Exercise inputs:
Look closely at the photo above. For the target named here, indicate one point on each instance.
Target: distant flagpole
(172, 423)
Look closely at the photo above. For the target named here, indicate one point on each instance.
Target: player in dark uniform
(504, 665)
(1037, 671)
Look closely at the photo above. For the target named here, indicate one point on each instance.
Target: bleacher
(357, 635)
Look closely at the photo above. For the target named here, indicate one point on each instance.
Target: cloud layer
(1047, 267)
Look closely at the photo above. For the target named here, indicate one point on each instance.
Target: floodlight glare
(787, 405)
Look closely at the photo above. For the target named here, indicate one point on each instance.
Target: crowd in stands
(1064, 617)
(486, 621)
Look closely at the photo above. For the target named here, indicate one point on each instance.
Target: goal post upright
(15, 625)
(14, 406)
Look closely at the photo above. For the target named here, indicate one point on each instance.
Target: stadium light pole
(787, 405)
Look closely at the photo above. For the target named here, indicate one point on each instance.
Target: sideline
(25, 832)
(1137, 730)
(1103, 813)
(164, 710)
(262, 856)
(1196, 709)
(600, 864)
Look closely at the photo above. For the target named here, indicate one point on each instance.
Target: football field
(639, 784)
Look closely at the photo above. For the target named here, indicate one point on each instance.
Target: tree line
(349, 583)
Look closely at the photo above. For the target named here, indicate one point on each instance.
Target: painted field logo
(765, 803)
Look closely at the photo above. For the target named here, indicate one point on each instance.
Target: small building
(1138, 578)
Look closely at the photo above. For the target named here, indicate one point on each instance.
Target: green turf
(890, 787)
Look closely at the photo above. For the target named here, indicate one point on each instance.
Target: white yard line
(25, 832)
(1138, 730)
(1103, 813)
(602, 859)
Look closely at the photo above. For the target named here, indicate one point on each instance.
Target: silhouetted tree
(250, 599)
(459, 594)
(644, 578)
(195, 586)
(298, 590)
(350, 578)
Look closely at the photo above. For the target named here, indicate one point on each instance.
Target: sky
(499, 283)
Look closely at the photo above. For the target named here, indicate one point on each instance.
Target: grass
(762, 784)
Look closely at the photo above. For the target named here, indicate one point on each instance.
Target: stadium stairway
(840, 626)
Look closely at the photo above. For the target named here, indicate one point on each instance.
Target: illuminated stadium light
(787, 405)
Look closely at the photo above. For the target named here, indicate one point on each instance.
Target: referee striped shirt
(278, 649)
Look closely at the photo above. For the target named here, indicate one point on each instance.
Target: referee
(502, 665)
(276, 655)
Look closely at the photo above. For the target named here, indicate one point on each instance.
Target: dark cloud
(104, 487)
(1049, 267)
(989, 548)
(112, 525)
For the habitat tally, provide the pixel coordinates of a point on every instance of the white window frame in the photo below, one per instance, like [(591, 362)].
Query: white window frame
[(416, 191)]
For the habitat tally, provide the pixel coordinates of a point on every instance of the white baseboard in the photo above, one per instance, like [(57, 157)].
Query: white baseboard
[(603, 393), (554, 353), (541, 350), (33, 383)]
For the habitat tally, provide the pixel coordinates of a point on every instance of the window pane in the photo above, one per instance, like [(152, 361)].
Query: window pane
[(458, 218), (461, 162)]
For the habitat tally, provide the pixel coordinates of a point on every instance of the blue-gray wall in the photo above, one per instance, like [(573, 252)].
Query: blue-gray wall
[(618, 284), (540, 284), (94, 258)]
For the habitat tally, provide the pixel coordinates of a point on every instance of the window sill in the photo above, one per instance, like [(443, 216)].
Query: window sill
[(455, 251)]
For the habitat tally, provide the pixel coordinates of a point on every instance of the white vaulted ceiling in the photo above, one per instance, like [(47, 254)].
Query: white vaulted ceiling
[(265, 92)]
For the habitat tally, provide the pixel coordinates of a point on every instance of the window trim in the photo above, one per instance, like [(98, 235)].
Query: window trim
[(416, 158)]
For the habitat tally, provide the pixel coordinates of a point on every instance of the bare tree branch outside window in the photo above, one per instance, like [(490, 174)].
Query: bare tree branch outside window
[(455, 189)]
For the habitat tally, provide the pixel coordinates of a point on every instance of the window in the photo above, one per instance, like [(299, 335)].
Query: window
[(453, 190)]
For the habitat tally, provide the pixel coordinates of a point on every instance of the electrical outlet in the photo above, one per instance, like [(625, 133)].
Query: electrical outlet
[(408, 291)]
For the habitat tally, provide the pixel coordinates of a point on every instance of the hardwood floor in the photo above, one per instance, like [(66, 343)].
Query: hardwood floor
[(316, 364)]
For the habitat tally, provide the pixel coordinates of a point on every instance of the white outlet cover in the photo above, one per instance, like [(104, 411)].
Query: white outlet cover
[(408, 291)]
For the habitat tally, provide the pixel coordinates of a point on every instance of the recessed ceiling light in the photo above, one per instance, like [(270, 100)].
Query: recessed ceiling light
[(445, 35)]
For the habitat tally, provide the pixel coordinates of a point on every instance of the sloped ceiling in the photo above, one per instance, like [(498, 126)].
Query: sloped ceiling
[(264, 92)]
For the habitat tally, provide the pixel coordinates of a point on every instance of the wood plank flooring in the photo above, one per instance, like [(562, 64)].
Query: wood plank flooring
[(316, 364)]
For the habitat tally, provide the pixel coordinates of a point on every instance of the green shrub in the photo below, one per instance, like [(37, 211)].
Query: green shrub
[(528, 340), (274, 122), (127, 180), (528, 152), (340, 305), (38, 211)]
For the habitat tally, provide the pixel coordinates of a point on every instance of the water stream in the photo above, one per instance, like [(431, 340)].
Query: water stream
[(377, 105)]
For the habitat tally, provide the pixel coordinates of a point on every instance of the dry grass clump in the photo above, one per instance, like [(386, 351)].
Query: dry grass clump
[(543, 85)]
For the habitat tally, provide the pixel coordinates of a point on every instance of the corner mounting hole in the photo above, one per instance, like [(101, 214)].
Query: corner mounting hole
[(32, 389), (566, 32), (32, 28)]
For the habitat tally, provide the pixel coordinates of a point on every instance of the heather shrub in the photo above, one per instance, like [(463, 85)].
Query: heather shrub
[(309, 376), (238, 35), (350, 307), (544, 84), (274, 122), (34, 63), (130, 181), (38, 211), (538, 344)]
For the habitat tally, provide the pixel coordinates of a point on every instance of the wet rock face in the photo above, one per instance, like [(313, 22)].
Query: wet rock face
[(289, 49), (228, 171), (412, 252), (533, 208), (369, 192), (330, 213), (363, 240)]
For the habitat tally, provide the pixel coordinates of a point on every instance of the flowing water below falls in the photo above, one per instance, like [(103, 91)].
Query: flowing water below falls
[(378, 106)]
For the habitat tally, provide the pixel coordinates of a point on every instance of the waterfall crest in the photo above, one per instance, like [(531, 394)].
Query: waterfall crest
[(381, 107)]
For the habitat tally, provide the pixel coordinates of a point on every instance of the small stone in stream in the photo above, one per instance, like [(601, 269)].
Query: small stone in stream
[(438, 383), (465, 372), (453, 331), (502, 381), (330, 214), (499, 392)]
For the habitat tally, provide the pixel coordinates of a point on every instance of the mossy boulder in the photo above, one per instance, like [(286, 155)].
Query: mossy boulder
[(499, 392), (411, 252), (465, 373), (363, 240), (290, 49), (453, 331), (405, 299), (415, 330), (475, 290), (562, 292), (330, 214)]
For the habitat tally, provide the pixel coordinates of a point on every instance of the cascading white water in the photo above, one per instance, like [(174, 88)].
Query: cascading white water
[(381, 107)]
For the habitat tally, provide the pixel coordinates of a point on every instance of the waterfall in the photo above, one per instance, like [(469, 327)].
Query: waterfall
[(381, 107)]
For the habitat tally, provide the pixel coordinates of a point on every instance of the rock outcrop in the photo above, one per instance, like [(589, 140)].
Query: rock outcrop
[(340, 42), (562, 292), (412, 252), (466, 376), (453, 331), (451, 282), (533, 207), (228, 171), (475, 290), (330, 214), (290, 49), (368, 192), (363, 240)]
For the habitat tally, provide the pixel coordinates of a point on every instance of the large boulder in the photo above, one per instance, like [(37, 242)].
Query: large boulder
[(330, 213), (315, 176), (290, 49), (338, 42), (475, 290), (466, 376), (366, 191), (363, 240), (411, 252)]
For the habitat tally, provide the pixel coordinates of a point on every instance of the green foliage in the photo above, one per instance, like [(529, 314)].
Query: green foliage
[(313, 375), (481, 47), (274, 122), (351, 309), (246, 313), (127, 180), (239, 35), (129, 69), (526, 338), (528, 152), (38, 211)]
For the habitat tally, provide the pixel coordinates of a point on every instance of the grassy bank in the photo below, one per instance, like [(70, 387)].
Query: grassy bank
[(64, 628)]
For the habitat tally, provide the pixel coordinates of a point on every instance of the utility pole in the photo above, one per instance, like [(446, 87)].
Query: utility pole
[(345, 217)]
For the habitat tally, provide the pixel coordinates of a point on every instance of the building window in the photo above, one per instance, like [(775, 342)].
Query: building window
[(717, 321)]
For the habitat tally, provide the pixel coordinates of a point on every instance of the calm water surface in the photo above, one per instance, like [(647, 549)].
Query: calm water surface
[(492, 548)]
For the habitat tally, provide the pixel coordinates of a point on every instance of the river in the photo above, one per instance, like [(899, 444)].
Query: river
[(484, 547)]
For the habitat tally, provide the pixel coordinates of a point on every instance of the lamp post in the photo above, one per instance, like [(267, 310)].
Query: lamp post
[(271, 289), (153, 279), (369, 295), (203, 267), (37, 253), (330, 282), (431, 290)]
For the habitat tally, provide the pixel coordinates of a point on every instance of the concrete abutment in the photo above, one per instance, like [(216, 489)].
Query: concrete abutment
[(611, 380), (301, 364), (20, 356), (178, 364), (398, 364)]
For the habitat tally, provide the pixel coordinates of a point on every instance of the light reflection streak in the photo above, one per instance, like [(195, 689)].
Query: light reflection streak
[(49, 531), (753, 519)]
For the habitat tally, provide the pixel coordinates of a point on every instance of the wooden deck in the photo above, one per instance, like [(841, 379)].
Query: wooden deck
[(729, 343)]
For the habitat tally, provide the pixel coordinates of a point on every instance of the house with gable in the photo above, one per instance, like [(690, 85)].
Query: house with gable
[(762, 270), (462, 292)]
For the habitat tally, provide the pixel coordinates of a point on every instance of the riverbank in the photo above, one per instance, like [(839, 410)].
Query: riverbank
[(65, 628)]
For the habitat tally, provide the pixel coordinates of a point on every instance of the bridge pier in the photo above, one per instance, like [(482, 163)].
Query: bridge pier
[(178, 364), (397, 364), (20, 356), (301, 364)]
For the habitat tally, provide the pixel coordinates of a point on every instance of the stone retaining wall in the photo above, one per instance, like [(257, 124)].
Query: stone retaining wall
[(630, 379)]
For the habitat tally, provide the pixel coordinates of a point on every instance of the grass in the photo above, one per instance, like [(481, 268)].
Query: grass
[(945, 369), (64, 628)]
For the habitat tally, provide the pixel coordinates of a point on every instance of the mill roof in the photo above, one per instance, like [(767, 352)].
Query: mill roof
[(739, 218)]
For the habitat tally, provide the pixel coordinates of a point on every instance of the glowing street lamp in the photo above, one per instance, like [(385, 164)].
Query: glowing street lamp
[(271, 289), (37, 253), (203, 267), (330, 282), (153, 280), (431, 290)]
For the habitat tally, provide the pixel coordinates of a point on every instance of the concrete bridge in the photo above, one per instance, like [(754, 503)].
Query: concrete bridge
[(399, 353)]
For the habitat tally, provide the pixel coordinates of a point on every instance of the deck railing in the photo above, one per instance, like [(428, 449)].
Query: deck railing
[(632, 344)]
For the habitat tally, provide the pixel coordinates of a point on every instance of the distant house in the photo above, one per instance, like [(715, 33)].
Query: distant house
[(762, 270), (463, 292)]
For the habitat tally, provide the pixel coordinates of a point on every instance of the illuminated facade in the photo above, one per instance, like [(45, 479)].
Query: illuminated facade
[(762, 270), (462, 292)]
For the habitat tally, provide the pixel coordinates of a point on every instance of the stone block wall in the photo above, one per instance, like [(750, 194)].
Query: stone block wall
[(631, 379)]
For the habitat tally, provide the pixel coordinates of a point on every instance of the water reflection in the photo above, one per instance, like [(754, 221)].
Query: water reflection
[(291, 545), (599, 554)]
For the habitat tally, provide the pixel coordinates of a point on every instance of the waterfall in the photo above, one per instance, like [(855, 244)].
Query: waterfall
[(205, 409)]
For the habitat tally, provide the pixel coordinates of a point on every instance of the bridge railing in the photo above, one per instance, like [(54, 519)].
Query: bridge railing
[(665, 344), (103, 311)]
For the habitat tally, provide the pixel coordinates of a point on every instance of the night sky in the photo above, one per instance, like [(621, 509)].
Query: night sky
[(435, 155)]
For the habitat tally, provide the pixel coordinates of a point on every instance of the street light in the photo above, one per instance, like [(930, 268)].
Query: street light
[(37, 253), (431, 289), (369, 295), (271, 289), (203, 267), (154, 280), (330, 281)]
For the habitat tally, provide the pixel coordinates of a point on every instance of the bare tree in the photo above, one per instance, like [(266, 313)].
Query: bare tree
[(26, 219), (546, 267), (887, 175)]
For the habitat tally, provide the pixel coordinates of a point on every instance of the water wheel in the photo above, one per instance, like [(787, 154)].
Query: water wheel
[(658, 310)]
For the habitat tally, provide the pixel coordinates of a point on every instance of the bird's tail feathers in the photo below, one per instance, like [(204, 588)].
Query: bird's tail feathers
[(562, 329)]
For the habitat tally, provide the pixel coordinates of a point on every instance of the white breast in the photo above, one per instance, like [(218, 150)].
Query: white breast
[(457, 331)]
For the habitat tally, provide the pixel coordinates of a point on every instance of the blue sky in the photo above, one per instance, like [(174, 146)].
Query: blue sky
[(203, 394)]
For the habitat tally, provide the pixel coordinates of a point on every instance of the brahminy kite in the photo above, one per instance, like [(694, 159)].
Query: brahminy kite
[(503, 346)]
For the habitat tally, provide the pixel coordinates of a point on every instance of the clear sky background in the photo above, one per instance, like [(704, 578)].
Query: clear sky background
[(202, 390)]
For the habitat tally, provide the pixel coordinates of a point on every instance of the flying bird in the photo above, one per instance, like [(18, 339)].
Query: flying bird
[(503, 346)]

What to do:
Reproduce exactly the line containing "like [(174, 146)]." and every line after it through the end of the records above, and nothing else.

Right answer:
For the habitat tally, provide the pixel coordinates of a point on every instance of the blue sky in the photo above, one per instance, like [(174, 146)].
Query: blue sky
[(203, 394)]
For the habitat tally, provide the pixel coordinates of a point on every instance of the brahminy kite in the photo above, one per instance, like [(694, 159)].
Query: brahminy kite
[(503, 346)]
For the habitat tally, provide the pixel coordinates of a point on every instance of the clear sky background in the photo above, one per instance, like [(704, 578)].
Query: clear sky background
[(202, 390)]
For the habitat tally, provide the pixel coordinates of a point on every instance of the flying bird in the photo above, one per instance, like [(18, 339)].
Query: flying bird
[(503, 346)]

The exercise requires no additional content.